In the data below, find the line containing "Could you please tag every instance of the pebble", then set down that line and every later line up to and including the line containing "Could you please tag every instance of the white speckled", exactly.

- _ENTRIES SUPPLIED_
[Start of section]

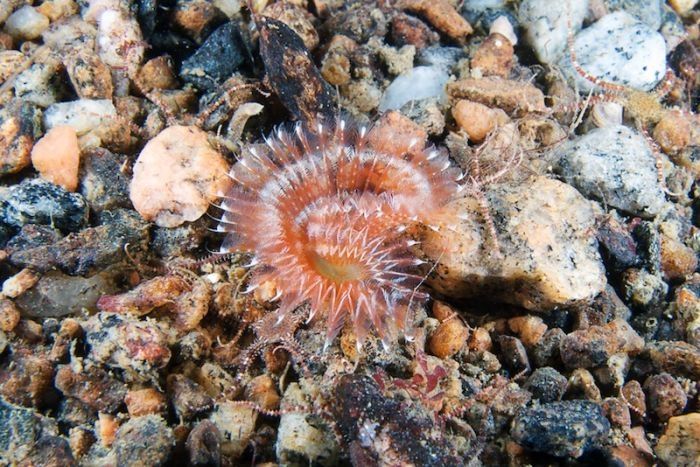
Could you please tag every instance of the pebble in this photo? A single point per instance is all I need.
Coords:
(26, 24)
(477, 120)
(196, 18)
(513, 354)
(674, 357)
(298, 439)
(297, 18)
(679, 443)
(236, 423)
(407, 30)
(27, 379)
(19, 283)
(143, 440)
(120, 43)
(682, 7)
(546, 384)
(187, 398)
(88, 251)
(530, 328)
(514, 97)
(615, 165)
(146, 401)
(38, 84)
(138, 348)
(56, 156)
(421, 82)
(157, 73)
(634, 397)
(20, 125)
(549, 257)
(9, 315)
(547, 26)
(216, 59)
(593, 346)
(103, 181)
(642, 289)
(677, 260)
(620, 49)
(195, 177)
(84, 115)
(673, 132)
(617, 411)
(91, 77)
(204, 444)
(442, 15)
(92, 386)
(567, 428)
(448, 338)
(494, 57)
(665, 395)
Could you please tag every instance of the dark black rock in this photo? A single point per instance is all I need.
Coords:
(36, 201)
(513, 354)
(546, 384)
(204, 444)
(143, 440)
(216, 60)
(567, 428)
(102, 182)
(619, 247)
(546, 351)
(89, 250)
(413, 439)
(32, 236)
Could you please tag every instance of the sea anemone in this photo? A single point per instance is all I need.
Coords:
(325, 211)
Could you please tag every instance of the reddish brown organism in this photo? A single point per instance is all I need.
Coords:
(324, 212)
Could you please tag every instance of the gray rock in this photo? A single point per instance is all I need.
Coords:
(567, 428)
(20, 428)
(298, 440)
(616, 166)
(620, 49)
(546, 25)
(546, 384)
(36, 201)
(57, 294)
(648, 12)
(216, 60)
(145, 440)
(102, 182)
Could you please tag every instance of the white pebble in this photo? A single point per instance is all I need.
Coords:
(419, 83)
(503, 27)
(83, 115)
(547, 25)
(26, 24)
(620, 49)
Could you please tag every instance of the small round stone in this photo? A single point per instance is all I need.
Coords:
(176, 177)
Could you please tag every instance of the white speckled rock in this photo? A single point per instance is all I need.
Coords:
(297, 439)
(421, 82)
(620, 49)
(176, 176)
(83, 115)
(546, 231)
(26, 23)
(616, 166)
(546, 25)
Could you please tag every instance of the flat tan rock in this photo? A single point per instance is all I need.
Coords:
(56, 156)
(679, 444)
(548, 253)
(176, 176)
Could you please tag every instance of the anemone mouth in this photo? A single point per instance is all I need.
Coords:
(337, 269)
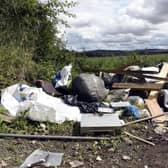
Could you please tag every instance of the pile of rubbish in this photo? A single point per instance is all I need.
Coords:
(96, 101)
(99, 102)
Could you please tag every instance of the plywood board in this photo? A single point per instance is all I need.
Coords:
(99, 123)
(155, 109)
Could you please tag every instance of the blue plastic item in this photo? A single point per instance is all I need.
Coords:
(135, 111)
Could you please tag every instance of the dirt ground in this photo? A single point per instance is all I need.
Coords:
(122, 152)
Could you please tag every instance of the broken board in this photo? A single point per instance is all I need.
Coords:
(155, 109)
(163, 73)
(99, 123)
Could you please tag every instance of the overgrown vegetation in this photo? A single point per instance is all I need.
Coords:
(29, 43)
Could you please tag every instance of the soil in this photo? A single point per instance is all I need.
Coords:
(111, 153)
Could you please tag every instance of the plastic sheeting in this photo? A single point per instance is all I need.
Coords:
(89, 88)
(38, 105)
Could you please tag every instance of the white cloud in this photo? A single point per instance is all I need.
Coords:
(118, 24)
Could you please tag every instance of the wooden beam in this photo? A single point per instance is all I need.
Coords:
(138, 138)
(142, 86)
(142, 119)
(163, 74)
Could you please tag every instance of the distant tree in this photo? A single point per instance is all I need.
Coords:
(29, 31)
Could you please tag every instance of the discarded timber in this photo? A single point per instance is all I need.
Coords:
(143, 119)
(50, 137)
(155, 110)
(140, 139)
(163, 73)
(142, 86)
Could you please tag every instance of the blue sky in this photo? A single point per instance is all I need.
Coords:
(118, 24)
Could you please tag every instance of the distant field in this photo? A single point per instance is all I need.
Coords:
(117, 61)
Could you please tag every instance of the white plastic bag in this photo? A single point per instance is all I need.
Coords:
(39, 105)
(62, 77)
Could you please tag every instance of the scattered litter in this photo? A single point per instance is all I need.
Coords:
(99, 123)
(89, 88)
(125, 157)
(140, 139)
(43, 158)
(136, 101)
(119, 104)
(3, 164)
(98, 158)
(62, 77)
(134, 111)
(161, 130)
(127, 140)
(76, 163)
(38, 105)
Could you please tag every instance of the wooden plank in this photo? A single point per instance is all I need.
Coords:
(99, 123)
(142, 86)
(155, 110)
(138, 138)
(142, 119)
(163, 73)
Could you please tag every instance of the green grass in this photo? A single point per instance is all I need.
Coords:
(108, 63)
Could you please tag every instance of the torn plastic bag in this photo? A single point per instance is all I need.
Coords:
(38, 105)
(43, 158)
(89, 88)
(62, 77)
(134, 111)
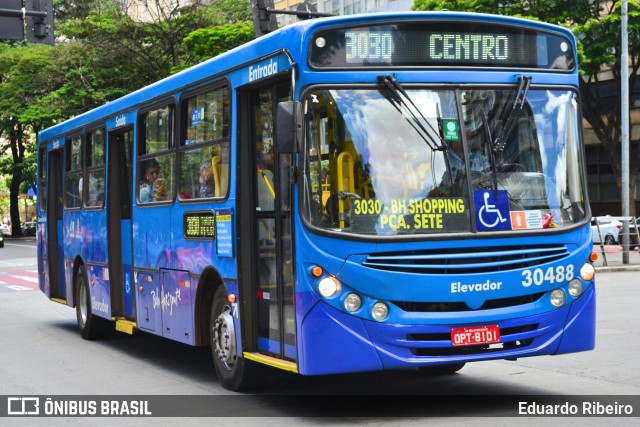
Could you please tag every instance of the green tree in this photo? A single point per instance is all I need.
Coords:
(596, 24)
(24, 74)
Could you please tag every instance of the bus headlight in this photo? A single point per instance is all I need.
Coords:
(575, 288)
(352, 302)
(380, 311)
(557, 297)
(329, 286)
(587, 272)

[End of section]
[Start of section]

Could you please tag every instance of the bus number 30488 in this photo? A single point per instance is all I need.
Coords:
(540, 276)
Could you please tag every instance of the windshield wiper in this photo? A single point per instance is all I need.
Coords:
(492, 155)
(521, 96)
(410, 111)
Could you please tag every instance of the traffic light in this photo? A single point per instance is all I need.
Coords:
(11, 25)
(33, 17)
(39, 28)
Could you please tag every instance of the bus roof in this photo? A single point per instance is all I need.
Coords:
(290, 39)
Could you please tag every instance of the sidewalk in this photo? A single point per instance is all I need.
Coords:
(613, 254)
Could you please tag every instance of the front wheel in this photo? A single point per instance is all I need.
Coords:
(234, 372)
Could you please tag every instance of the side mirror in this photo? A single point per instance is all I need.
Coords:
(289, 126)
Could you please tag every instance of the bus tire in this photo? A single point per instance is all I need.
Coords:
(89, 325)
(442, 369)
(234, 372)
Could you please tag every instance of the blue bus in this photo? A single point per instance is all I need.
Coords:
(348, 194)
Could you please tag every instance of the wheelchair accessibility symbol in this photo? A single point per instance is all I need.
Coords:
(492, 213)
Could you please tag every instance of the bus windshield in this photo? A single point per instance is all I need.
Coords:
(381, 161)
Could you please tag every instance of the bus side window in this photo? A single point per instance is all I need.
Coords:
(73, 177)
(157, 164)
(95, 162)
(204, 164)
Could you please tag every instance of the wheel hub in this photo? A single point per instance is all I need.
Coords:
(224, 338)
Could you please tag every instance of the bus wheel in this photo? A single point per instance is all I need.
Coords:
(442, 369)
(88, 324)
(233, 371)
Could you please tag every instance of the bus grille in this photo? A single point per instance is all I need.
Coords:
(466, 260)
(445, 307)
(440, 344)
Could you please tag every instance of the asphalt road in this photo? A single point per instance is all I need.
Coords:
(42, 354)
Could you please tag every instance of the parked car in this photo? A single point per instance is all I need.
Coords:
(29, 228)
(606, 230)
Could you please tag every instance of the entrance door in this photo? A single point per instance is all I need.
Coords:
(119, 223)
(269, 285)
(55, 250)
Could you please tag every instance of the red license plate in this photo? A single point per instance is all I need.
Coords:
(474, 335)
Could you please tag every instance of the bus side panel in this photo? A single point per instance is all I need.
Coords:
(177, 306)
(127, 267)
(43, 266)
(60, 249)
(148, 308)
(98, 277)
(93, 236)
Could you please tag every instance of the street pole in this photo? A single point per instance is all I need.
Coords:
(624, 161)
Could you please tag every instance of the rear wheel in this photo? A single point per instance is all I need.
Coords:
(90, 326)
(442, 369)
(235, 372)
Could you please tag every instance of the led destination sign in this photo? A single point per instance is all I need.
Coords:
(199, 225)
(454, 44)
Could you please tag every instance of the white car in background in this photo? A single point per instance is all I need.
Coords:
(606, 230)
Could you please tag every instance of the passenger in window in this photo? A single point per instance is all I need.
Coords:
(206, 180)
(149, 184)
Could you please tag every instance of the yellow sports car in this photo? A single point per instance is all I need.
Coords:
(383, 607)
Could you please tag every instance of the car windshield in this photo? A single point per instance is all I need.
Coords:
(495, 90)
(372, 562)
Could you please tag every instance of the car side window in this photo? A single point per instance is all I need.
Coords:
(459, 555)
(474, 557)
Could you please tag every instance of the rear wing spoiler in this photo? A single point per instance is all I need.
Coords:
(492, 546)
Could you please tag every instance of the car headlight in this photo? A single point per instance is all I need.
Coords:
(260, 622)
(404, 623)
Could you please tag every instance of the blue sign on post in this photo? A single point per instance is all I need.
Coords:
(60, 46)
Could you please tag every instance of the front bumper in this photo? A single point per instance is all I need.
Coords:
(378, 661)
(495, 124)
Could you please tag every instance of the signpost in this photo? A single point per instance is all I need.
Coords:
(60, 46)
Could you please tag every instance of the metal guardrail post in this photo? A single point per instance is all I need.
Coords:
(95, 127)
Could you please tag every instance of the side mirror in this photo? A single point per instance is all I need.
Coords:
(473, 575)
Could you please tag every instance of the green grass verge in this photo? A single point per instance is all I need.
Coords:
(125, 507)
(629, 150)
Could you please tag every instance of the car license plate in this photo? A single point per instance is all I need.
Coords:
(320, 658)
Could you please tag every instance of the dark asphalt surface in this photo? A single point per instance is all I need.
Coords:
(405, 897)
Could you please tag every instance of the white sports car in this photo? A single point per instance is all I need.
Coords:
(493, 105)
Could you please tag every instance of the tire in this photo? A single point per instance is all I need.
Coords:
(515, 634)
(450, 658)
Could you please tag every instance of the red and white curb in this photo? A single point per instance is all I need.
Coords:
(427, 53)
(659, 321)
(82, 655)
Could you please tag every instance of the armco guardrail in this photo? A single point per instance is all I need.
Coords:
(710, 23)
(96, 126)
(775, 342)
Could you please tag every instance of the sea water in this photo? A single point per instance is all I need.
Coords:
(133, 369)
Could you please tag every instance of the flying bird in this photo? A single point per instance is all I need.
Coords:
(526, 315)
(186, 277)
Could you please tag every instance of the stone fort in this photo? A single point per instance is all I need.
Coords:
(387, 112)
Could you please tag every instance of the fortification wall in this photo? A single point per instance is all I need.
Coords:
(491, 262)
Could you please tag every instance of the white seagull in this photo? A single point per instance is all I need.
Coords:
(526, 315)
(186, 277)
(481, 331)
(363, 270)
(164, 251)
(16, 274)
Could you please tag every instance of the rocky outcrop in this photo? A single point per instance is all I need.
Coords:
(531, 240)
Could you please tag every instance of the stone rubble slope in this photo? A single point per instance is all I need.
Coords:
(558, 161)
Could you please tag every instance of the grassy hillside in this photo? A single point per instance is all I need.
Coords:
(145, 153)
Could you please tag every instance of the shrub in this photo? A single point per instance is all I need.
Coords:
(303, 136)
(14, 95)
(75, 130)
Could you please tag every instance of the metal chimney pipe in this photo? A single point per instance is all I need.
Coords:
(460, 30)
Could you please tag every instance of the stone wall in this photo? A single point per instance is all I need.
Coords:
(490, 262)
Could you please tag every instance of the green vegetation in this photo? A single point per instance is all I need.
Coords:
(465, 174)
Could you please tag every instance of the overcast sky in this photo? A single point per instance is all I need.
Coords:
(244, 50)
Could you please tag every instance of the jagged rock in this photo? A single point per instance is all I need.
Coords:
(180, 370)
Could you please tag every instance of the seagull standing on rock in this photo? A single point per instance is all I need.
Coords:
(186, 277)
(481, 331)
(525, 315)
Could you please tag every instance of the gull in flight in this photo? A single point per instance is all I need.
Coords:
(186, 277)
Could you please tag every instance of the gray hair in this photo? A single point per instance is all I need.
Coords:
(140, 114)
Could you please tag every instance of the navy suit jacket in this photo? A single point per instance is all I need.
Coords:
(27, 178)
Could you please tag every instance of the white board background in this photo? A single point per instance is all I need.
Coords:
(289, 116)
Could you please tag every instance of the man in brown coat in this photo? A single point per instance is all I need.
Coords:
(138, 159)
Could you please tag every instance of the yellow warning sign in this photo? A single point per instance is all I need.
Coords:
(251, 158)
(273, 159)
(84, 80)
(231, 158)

[End of section]
[Start of section]

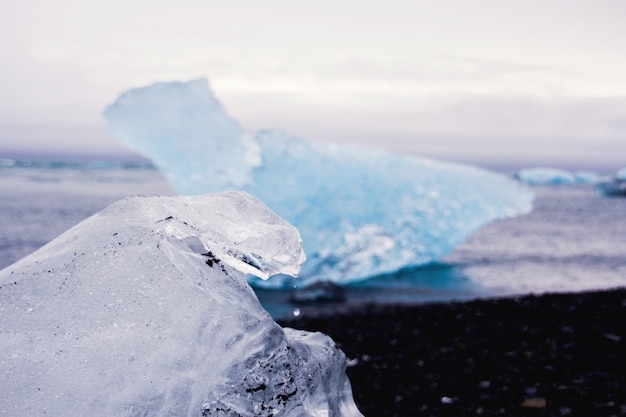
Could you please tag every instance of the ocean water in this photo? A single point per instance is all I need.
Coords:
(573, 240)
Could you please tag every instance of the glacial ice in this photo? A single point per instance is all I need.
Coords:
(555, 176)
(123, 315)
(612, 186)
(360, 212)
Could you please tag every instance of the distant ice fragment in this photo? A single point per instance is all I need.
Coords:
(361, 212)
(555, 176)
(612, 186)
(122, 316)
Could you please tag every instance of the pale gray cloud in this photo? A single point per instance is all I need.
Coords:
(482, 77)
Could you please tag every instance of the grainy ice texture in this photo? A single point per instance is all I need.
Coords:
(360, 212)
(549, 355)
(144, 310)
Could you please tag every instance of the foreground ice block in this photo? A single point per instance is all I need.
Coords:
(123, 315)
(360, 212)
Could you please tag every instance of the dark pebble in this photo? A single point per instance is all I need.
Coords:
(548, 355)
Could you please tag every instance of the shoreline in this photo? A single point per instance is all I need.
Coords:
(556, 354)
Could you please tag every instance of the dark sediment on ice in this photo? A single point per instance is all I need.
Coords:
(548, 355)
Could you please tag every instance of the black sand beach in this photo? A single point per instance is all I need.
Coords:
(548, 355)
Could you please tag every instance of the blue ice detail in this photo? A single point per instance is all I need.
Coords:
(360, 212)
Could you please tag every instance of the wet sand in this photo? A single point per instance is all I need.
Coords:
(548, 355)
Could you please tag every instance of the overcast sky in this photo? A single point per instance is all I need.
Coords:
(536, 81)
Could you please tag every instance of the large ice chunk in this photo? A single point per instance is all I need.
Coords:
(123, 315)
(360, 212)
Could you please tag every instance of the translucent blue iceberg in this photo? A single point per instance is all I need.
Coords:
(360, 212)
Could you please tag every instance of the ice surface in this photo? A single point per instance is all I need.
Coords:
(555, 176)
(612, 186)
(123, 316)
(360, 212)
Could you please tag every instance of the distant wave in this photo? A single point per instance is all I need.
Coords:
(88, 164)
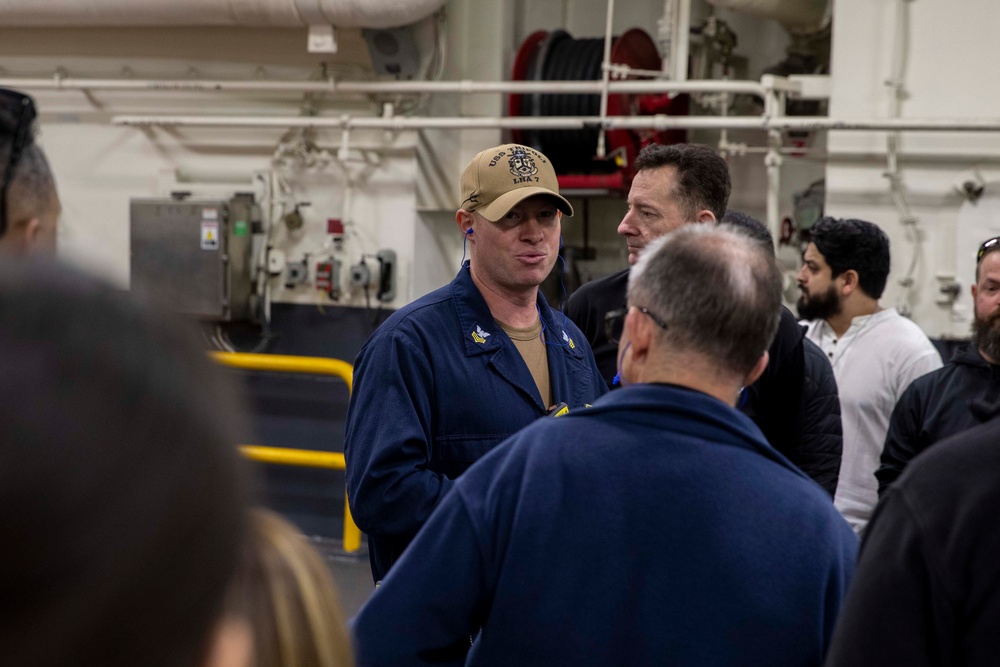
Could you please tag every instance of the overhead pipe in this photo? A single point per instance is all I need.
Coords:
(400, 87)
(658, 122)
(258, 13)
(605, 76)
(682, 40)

[End of section]

- _SOLUTION FOR THIS PROBLEM_
Could you please tag every instance of the pebble in this photo? A single point per instance is all I need.
Coords:
(26, 24)
(477, 120)
(196, 18)
(513, 354)
(674, 357)
(298, 439)
(297, 18)
(679, 443)
(236, 423)
(407, 30)
(27, 379)
(19, 283)
(143, 440)
(120, 43)
(682, 7)
(546, 384)
(187, 398)
(88, 251)
(530, 328)
(514, 97)
(615, 165)
(146, 401)
(38, 84)
(138, 348)
(56, 156)
(421, 82)
(157, 73)
(634, 397)
(20, 125)
(549, 257)
(9, 315)
(547, 26)
(216, 59)
(593, 346)
(103, 181)
(642, 289)
(677, 260)
(620, 49)
(195, 177)
(84, 115)
(673, 132)
(617, 411)
(91, 77)
(204, 444)
(442, 15)
(92, 386)
(567, 428)
(448, 338)
(494, 57)
(665, 395)
Could you please tag every instance of the dark black rock in this photo? A single point per instance is all I need.
Coords:
(36, 201)
(513, 354)
(546, 384)
(204, 444)
(143, 440)
(216, 60)
(567, 428)
(102, 182)
(619, 247)
(546, 351)
(89, 250)
(413, 439)
(32, 236)
Could you please tag every instance of the sea anemone in this photo? A single point per instance is all I need.
Coords:
(325, 211)
Could you please tag every instance of the reddish brown organism in this photo? A single point per instance is all I need.
Coords:
(324, 212)
Could you please tag every instance of the gray rock in this photo? A single point per instance is all I need.
Coords:
(567, 428)
(20, 428)
(298, 440)
(616, 166)
(620, 49)
(546, 25)
(546, 384)
(36, 201)
(57, 294)
(648, 12)
(216, 60)
(145, 440)
(102, 182)
Could you please tag every instance of the white pebble in this photo? A single point per instance is all I need.
Coords:
(419, 83)
(503, 27)
(83, 115)
(547, 25)
(26, 24)
(620, 49)
Could you please tag every instance of the small round stone in this photo? A single point per instance is all I need.
Coords:
(176, 177)
Could you please tag every instance of the white speckled rock in this photo? A single point per instance is all I need.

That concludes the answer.